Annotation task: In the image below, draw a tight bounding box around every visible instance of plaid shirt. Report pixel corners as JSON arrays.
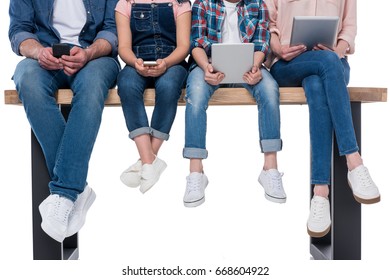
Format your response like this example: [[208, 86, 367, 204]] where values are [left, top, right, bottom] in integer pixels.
[[191, 0, 270, 57]]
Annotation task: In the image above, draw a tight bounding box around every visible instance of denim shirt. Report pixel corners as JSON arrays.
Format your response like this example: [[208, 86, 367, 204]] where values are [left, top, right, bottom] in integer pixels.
[[8, 0, 118, 57]]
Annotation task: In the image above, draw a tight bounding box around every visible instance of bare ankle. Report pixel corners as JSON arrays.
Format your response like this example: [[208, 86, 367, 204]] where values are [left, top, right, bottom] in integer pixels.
[[313, 185, 329, 198]]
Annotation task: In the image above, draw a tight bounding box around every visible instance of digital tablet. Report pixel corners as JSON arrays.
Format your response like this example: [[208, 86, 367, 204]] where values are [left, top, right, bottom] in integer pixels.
[[290, 16, 339, 50], [211, 43, 255, 84]]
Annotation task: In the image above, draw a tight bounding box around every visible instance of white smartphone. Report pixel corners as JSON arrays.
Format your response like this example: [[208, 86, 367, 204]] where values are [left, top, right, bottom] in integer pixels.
[[144, 61, 157, 66]]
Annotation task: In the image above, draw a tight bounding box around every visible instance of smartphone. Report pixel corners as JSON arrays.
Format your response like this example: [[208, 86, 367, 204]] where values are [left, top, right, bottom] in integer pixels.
[[53, 44, 70, 58], [144, 61, 157, 66]]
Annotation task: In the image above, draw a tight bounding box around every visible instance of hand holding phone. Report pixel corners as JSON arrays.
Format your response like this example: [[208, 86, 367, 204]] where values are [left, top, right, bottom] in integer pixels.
[[144, 61, 157, 66], [52, 44, 70, 58]]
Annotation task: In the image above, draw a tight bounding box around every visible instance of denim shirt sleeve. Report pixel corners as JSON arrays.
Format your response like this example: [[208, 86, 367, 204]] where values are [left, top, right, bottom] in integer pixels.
[[190, 0, 211, 56], [8, 0, 39, 56], [94, 0, 118, 57]]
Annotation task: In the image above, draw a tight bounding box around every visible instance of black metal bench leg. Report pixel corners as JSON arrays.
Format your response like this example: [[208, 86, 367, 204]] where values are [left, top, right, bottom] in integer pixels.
[[310, 103, 361, 260], [31, 105, 79, 260]]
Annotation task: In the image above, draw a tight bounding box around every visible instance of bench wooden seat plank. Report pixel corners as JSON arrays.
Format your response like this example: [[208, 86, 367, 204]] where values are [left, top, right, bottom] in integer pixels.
[[4, 87, 387, 260], [4, 87, 387, 106]]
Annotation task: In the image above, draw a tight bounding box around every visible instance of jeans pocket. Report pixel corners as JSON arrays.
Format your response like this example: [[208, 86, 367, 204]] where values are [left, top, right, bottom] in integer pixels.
[[134, 11, 152, 31]]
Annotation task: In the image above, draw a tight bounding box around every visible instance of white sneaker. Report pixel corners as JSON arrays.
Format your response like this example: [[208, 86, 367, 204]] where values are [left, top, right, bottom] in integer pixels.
[[39, 194, 74, 242], [258, 169, 287, 203], [307, 195, 331, 237], [120, 159, 142, 188], [183, 172, 209, 207], [139, 157, 167, 193], [66, 185, 96, 237], [348, 165, 381, 204]]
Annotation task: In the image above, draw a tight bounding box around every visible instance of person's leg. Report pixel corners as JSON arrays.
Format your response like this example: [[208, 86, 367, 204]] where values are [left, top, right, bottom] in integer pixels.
[[49, 57, 119, 201], [183, 67, 218, 207], [13, 58, 74, 242], [271, 51, 358, 155], [13, 58, 66, 178], [302, 75, 333, 237], [118, 66, 154, 188], [137, 65, 187, 193], [151, 65, 187, 144], [243, 68, 286, 203], [302, 75, 333, 189]]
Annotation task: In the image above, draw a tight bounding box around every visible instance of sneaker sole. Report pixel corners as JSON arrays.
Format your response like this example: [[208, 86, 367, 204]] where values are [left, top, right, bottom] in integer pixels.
[[348, 180, 381, 204], [183, 197, 206, 208], [139, 164, 167, 193], [120, 172, 141, 188], [264, 193, 287, 203], [66, 189, 96, 237], [307, 226, 330, 238], [38, 204, 65, 243]]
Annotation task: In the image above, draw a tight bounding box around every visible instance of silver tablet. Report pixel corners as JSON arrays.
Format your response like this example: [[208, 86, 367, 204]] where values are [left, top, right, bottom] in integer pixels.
[[290, 16, 339, 50], [211, 43, 255, 84]]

------------------------------------

→ What is asked: Format all the records above as a numbered list, dropping any blank lines. Leave the pictures out.

→ Output for this task:
1. Annotation task: In the image below, draw a tight bounding box around every visible instance of plaid shirt. Report pixel corners as JSON arrays.
2. Format your response like this example: [[208, 86, 367, 204]] where values are [left, top, right, bottom] in integer pixels.
3. [[191, 0, 270, 57]]
4. Annotation task: In the image above, draw a tight bounding box around every visible instance of denim shirt. Report pixel corners as JSON arrays.
5. Format your response like this example: [[208, 86, 367, 204]] where values are [left, top, right, bottom] in integer pixels.
6. [[8, 0, 118, 57]]
7. Annotation task: In the image above, draw a tight bounding box around every visible instance of bare ankle. Report pixel corners as JSON arrays.
8. Format your response like this example: [[208, 86, 367, 204]] where values are [left, top, right, bottom] in integer pixels.
9. [[313, 185, 329, 198]]
10. Annotation task: In the image above, draw a tight bounding box around every visible instance of digital tablet. Report pixel corners as JSON arrays.
11. Format your response like this example: [[208, 86, 367, 204]] where values are [left, top, right, bottom] in integer pixels.
12. [[290, 16, 339, 50], [211, 43, 255, 84]]
13. Annotation task: In the image above, draw a tight bounding box around every visible instance of white smartphone. Report pixel corners as JSON arrays.
14. Format your response like this example: [[208, 86, 367, 204]] where values are [left, top, right, bottom] in integer pixels.
15. [[144, 61, 157, 66]]
16. Annotation task: In the image above, draw a tight bounding box around every visible instance of smartphone. Report pixel corners as JSON arrays.
17. Format your response like this example: [[208, 86, 367, 204]] where values are [left, top, right, bottom] in integer pixels.
18. [[53, 44, 70, 58], [144, 61, 157, 66]]
19. Annotation task: In the image above, draw a tight bounding box around every visible instance of hand holding phone. Report pixel corners as JSON arrays.
20. Format your response like this example: [[208, 86, 367, 204]] where values are [left, top, right, bottom] in integer pixels.
21. [[144, 61, 157, 66], [52, 44, 70, 58]]
22. Annotation task: In the image above, draw a tight bounding box around every visible instance of denim shirt sleeve. Report pixel corners as JSON arrays.
23. Format your response like this example: [[208, 86, 367, 204]] where values are [left, top, right, bottom] in integer pixels.
24. [[190, 0, 211, 56], [8, 0, 39, 56], [94, 0, 118, 57]]
25. Annotation task: In the image above, draw a tight bounding box around every visible instance of black metal bench leg. Report pixel corners as JSON arrays.
26. Format your response like this example: [[208, 86, 367, 204]] where values are [left, top, right, bottom] in integer pixels.
27. [[310, 103, 361, 260], [31, 105, 79, 260]]
28. Annotation task: In the image above, draw a tight bounding box around every visible instance of bench wooden seat plank. Report pixel corners as JSON arrays.
29. Format your response like this example: [[208, 86, 367, 204]] where values are [left, top, right, bottom] in integer pixels.
30. [[4, 87, 387, 260], [4, 87, 387, 106]]
31. Annotation task: In the image above, draw a tight bounding box around every visible instance of jeans pocket. Report pixel corners as JSON arrays.
32. Format your response like this example: [[208, 86, 367, 204]] where values are [left, top, right, bottom] in integer pixels.
33. [[134, 11, 152, 31]]
34. Annotation task: In the image above, draw a tight bounding box around every visible instance of white sneaker. Report pixel corners as JSON arrays.
35. Format your response like this example: [[208, 86, 367, 204]] where values are [left, top, right, bottom] in integer pixels.
36. [[39, 194, 74, 242], [258, 169, 287, 203], [307, 195, 331, 237], [120, 159, 142, 188], [183, 172, 209, 207], [139, 157, 167, 193], [66, 185, 96, 237], [348, 165, 381, 204]]
37. Annotation task: In the image above, draw a tight bounding box around every visible instance of person's leg. Report pixel corners as JSON arrays.
38. Format your response like this example: [[208, 86, 367, 204]] where values are [left, top, right, bottom] in integer pixels.
39. [[49, 57, 119, 201], [183, 67, 218, 207], [13, 58, 74, 242], [271, 51, 358, 155], [13, 58, 66, 178], [302, 75, 333, 237], [118, 66, 154, 188], [137, 65, 187, 193], [151, 65, 187, 144], [243, 68, 286, 203], [302, 75, 333, 189]]
40. Annotation task: In the image above, draw a tight bounding box around every visible instance of sneaker sole. Report pixel corners as JSON arrays.
41. Format your response like this example: [[208, 86, 367, 204]] where values are [left, top, right, bottom] in integer pixels.
42. [[348, 180, 381, 204], [183, 197, 206, 208], [139, 164, 167, 193], [120, 172, 141, 188], [264, 193, 287, 203], [66, 189, 96, 237], [307, 226, 330, 238], [38, 204, 65, 243]]
43. Annotation task: In the image above, draw a tight bounding box around every visible instance of silver tablet. Report pixel corners as JSON arrays.
44. Format your response like this example: [[208, 86, 367, 204]] where values are [left, top, right, bottom] in integer pixels.
45. [[290, 16, 339, 50], [211, 43, 255, 84]]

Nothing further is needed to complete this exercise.